** BEGIN Provided data **
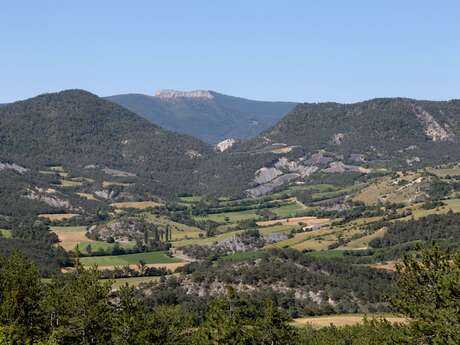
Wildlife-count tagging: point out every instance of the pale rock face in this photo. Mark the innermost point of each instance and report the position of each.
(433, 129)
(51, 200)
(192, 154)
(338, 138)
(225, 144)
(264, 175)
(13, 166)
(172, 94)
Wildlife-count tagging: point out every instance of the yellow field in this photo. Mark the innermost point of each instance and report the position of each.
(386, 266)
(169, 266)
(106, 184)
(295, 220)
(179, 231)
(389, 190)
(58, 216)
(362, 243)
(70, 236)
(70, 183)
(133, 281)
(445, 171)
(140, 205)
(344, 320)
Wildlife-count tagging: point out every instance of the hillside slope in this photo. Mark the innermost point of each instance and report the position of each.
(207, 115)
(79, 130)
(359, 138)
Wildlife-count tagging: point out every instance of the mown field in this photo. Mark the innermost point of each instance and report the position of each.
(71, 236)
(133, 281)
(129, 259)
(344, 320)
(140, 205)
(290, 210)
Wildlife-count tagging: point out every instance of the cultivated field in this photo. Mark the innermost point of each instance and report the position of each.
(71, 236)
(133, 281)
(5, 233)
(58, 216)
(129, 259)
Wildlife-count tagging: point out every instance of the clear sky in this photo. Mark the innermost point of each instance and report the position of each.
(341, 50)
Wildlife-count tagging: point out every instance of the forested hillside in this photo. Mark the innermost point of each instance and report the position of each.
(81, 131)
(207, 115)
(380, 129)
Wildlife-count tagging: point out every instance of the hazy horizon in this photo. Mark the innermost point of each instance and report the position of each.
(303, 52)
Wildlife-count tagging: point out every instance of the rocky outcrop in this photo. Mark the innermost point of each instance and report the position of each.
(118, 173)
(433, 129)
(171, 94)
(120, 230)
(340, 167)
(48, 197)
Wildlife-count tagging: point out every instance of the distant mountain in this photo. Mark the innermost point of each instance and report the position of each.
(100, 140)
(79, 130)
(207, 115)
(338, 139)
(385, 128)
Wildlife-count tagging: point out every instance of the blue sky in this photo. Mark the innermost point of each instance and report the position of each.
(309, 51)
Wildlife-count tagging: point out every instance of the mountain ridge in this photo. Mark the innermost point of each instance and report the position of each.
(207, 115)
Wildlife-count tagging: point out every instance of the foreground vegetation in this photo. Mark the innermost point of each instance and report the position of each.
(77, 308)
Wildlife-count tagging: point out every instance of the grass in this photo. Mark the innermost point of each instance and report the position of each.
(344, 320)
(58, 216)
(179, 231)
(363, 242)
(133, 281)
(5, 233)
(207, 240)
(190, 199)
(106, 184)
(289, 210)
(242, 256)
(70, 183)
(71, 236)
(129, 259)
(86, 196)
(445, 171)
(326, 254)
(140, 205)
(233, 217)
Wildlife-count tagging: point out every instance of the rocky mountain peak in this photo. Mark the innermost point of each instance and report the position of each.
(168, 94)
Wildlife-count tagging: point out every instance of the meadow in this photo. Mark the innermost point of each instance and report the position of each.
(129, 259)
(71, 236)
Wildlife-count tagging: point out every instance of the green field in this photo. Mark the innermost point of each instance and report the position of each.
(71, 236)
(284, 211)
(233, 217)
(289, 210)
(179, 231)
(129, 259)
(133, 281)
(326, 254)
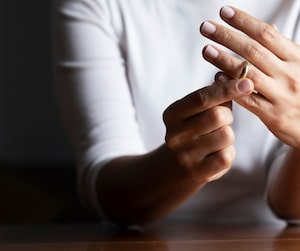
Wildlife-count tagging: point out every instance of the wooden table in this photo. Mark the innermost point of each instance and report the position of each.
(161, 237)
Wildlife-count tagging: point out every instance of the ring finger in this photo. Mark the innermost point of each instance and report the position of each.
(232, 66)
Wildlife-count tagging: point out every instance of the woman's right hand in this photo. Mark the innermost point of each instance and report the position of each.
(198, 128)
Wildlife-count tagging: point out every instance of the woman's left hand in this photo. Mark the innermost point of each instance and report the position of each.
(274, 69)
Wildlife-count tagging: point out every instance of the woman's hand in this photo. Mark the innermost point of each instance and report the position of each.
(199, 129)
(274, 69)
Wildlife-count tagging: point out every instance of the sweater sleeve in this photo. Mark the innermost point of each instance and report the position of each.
** END Provided data **
Task requirements | Locate the line containing "Wildlife-count tagging: point out every instance of the green" in the material above, then repeat it and every later line exactly, with no pictures.

Exercise output |
Wildlife-count tagging: point out every instance of the green field in this photo. Mark the innermost point of each instance and report the position of each.
(71, 236)
(284, 211)
(233, 217)
(289, 210)
(179, 231)
(129, 259)
(133, 281)
(326, 254)
Wildlife-count tagging: point out every instance of the wooden table in this photo. Mark the innermost point of each instance and report the position of each.
(161, 237)
Wildlife-count tagging: point out every instance of the ring finger in this photo. Mark the innermost point of each instance and report the position of each.
(232, 66)
Wildlife-count tagging: point out every instance of the woman's right hand in this photo. Mark the innermost point of each instance and report the position of each.
(198, 128)
Wildlife-count tagging: point out every instance of the woman's left hand in this photo. Mark the innermost point of each instance and report the position of each.
(274, 69)
Wildlife-count tagging: point out every instance of the woman's hand in this photo. Mark the innermost point of each instance and report the position of each.
(199, 129)
(274, 69)
Wildlife-count tagging: point out every instance of the sweater sleeve in this photo. Mark the innermost point of each instance and report the position of each.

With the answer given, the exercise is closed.